You might imagine that all of these little issues would be solved when playing alongside friends, but there are irritations unique to human co-op play as well. The main issue without doubt is the Battle Gauge system. In single-player, team member deaths never deplete your stock of points, but when played alongside fellow humans they do, and the implications of this logic are ruinous.
On the infamous train level at the end of episode three, getting knocked off the train to your death is notoriously easy, meaning that you'll likely be ill-equipped to handle the lengthy boss encounter, and have to play the entire chapter from scratch five or six times before you're in a strong enough position to take the monster down. Even willing volunteers were left trailing in our wake after that.
Although this is hardly unique to Lost Planet 2 among Capcom games, you also spend a great deal of time at a complete loss as to what's going on. The narrative across six distinct episodes flits from one group of bizarre individuals to another, without any coherent explanation as to whom you're controlling or what their motivations are.

Even the Akrid are unimpressed with Benitez' showing this term.
Delivered with a peculiar detachment, this lack of explanation may be a conscious attempt to give the game an enigmatic air, but the result is that it simply feels like a series of unconnected events where the common theme is shooting gigantic insectoid behemoths with obvious glowing orange weak spots. Maybe that was the point.
All the time you're busy mouthing obscenities at Lost Planet 2's deficiencies, the more benevolent critic within you wants to put an arm around Capcom and offer credit for all the things the game does extremely well. The combat feels solid and satisfying, with well-honed control mechanics that gel within seconds, so in terms of the basics you'll have no complaints at all.
Another thing that's never in doubt is the startling visual feast laid on by the team's phenomenal art talent. As the first game to benefit from Capcom's new MT-Framework 2.0 engine, it takes an already grandiose-looking game to phenomenal new standards, with a regular procession of truly outstanding set-pieces of monumental scale.
Likewise, Takeuchi's pre-release claim of "around 40" boss creatures was no idle boast, and even some of the more routine encounters involve screen-filling creatures of your worst nightmares. When it comes to facing-off against one of the 11 main boss creatures, you'll definitely know all about it. From hideous, giant-train-munching sandworms to monstrous tentacled creatures from the deep, you'll truly appreciate the craft that's gone into these deadly obscenities.
But as impressively fearsome as they may be as a spectacle, they're often not that much fun to actually battle against. Most boss sorties descend into a wearisome, drawn-out war of attrition, smashing rockets into their obvious glowing orange weak spots over and over, climbing into VS suits and emptying thousands of Gatling Gun bullets into them until bits eventually fall off. Then those bits regenerate, so you repeat the process as you chip away tiny chunks of their health bar.
As a four-player co-op mission, these epic scale battles can - at times - feel quite exhilarating as you work together to distract the lumbering form towering above you. But the longer you plough through these sections, the more it dawns on you that there's no skill involved - it's simply a case of hanging in there long enough.
★ ★ ★ ★ ★
• [WHAT THE TASK REQUIRES]: Please answer from the Lost Planet 2 review above: which engine is the game the first to use?

• [RECORDED INFORMATION]:
★ ★ ★ ★ ★
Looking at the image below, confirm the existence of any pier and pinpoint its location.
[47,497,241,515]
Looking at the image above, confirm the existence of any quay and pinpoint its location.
★ ★ ★ ★ ★
• [EXERCISE SOLUTION]: Capcom's MT-Framework 2.0 engine.